- _Consigna A_
Selecciona cada línea de las entradas que contenga la palabra "segment", distinguiendo entre mayúsculas y minúsculas.
- _Consigna B_
Prosigue el texto sobre las mascarillas y el ejemplo que los adultos dan a los niños a partir del punto en que se detiene.

- _Extracto de página_
══════

Cada mañana la veo ponerse su mascarilla de colores tras haberse abrochado la chaqueta sin dejar un segundo de comentarme todo lo que harán ese día en el cole. Lo hace contenta, creo que ya de manera inconsciente, con total naturalidad. Yo, en cambio, me planto la mía y resoplo de nuevo harta de lidiar con gafas que se empañan y la incomodidad de estar todo el día tras un mostrador con ella puesta. Lo que significa que mientras yo me resigno malhumorada, mi hija adquiere un hábito que para nada fastidia su rutina, es feliz sin más.

¿Entendéis ahora a dónde quiero llegar? Como adultos muchas veces somos el peor de los ejemplos para ellos, los más pequeños. Pasamos el 90% de nuestro tiempo quejándonos o sumiéndonos en la rabia más absoluta por todo lo que hemos vivido este 2020. Sin salidas, sin fiestas, adiós cumpleaños por todo lo alto, hasta luego verbenas o festivales. Y nos quedamos ahí, centrándonos en lo que no fue y no en lo que será cuando al fin podamos poco a poco regresar a esa realidad que tanto nos gustaba.

══════

- _Datos extraídos_
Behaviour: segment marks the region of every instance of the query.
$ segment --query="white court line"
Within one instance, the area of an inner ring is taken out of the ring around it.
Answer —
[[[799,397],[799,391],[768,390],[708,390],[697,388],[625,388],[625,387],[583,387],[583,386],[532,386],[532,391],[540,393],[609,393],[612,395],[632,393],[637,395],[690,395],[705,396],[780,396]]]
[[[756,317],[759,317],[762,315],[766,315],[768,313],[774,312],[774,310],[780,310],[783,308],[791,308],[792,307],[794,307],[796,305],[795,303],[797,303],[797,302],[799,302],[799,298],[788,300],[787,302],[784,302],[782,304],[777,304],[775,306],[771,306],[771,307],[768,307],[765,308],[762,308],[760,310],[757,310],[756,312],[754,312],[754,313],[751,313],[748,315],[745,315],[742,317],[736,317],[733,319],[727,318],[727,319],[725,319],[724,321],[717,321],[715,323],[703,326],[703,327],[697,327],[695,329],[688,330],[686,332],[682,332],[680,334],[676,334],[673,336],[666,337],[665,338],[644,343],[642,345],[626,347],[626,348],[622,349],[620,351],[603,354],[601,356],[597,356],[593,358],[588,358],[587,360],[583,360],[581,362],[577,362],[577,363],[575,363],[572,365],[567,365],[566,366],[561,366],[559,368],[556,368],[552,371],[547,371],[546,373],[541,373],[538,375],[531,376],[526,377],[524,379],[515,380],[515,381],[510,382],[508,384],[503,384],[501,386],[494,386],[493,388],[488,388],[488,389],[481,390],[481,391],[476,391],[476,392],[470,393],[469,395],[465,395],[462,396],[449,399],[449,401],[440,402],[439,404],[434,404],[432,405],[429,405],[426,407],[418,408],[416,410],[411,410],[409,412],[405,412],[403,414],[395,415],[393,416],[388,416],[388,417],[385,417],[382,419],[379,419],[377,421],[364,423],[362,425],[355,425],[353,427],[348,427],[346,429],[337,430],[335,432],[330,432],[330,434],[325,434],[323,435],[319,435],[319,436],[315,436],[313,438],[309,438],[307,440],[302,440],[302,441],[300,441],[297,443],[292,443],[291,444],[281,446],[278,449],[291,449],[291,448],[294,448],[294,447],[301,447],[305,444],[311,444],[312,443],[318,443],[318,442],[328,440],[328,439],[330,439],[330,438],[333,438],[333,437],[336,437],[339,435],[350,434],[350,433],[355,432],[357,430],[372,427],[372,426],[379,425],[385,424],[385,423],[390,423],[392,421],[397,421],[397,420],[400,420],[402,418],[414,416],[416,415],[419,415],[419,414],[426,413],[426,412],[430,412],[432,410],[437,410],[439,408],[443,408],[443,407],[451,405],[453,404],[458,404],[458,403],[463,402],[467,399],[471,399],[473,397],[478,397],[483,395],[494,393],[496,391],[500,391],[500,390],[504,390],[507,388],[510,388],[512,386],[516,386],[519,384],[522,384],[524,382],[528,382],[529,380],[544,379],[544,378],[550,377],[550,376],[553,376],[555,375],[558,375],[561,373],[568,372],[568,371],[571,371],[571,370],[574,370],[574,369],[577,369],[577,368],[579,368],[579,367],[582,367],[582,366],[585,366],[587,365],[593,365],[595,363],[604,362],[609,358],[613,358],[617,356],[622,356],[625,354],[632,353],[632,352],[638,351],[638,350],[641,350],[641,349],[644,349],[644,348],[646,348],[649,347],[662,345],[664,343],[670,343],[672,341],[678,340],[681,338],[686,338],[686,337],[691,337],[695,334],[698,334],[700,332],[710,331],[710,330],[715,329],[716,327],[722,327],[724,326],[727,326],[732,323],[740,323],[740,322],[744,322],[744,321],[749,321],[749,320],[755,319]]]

══════

- _Respuesta A_
Behaviour: segment marks the region of every instance of the query.
$ segment --query="white court line"

- _Respuesta B_
Que sí, que todos lo sabemos, esa vida de antaño está todavía lejos, ¿aunque no es mejor continuar el camino con ojos esperanzadores y no con rabia y poniendo ‘peros’ a todo? En casa ya hemos comenzado a elaborar nuestro plan para cuando todo esto se vaya quedando atrás, una idea de una pequeña de 4 años que nos está ayudando a ser al menos un poco más positivos. Observar no resignados pero sí con otra perspectiva lo que tenemos delante, intentando aprovechar todo aquello que podemos hacer ahora y que hace unos meses era imposible.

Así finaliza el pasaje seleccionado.